#### [WORK REQUEST A]
Answer the following questions using the profile of Yves Brun.
(i) At which university did Brun complete his Ph.D.?
(ii) In what year did Brun join Indiana University?
(iii) What bacterial model organism was the subject of Brun's early work on stalk formation?
#### [WORK REQUEST B]
Carry on the profile of biologist Yves Brun, starting after its final sentence.

#### [PASSAGE PROVIDED]
Yves Brun
Distinguished Professor (Emeritus) - 2017
Clyde Culbertson Professor of Biology (Emeritus) - 2007
Professor Brun received his B.S. in Biochemistry and his M.S. in Chemistry from Université de Moncton, Nouveau-Brunswick, Canada. He completed his Ph.D. in Biochemistry from Université Laval, Québec, Canada. He received fellowships from the National Sciences and Engineering Council of Canada (NSERC), was a Postdoctoral Fellow in the Department of Developmental Biology at Stanford University, and held visiting appointment at the Institut de Biologie Physico-Chimique, in Paris. Brun joined Indiana University in 1993 as Professor in the Department of Biology, and served as Co-Director for the Research Experience for Undergraduates in Molecular Biology and Genetics Program; Director of the Microbiology Node, MetaCyt Initiative; Director of the Molecular Biology and Genetics Graduate Program; and Director of the Microbiology and Molecular Biology Section. Brun was named the Clyde Culberson Professor of Biology in 2007. He serves as Associated Investigator at the Center for Genomics and Bioinformatics at IU, and is an Editor for Journal of Bacteriology.
Brun has made several seminal and far-reaching discoveries that go well beyond a restricted scientific niche. His general research interest is in the analysis of bacterial growth and development; his early work focused on the formation of an adhesive cellular appendage called a stalk in the bacterial developmental model organism Caulobacter crescentus, and this work has since been extended to other bacteria. He draws from chemistry, genetics, molecular biology, cell biology, developmental analyses and evolution and uses novel techniques involving fluorescent probes.

Image point grounding data:
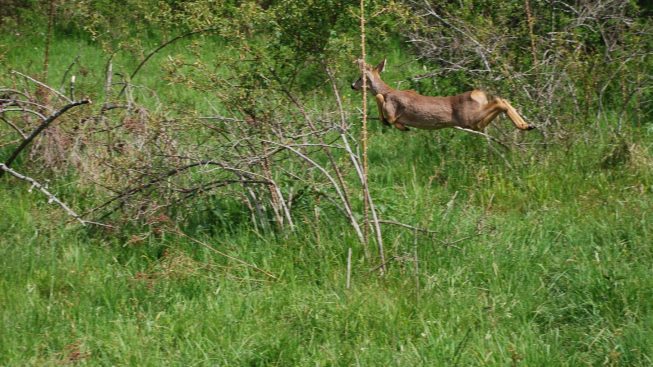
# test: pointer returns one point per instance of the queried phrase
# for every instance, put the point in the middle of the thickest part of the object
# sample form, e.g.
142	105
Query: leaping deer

#### [EXPECTED OUTPUT A]
(i) Université Laval, Québec, Canada
(ii) 1993
(iii) Caulobacter crescentus

#### [EXPECTED OUTPUT B]
Brun has been consistently funded by the National Institutes of Health since 1995, often holding multiple grants simultaneously. He has also received support from the National Science Foundation, including a prestigious NSF Career Award. His total external funding since joining Indiana University is almost $20 million. He has published over 100 research papers and reviews in the most prominent journals including Nature, Science, Cell, and PLoS Biology. Brun and colleagues' discovery of nature's strongest adhesive produced by the bacterium Caulobacter crescentus was selected as one of the Top 2006 Stories in Science by the online science magazine The Future of Things.
He has been invited to give more than 100 lectures at international scientific meetings and leading universities around the world, and is an elected Fellow of both the American Association for the Advancement of Science and the American Academy of Microbiology and he was a Fulbright Fellow in 2014-2015. In his time at IU, in addition to his stellar instruction of graduate students, he has mentored more than 50 undergraduates in laboratory research, among these five Beckman Scholars and five Goldwater Scholars (this represents 10% of the 48 IU alumni that have received the Goldwater). Brun "is the nucleus and driving force of a group of microbiologist within the Department of Biology that is now regarded as one of the top microbiology programs in the United States.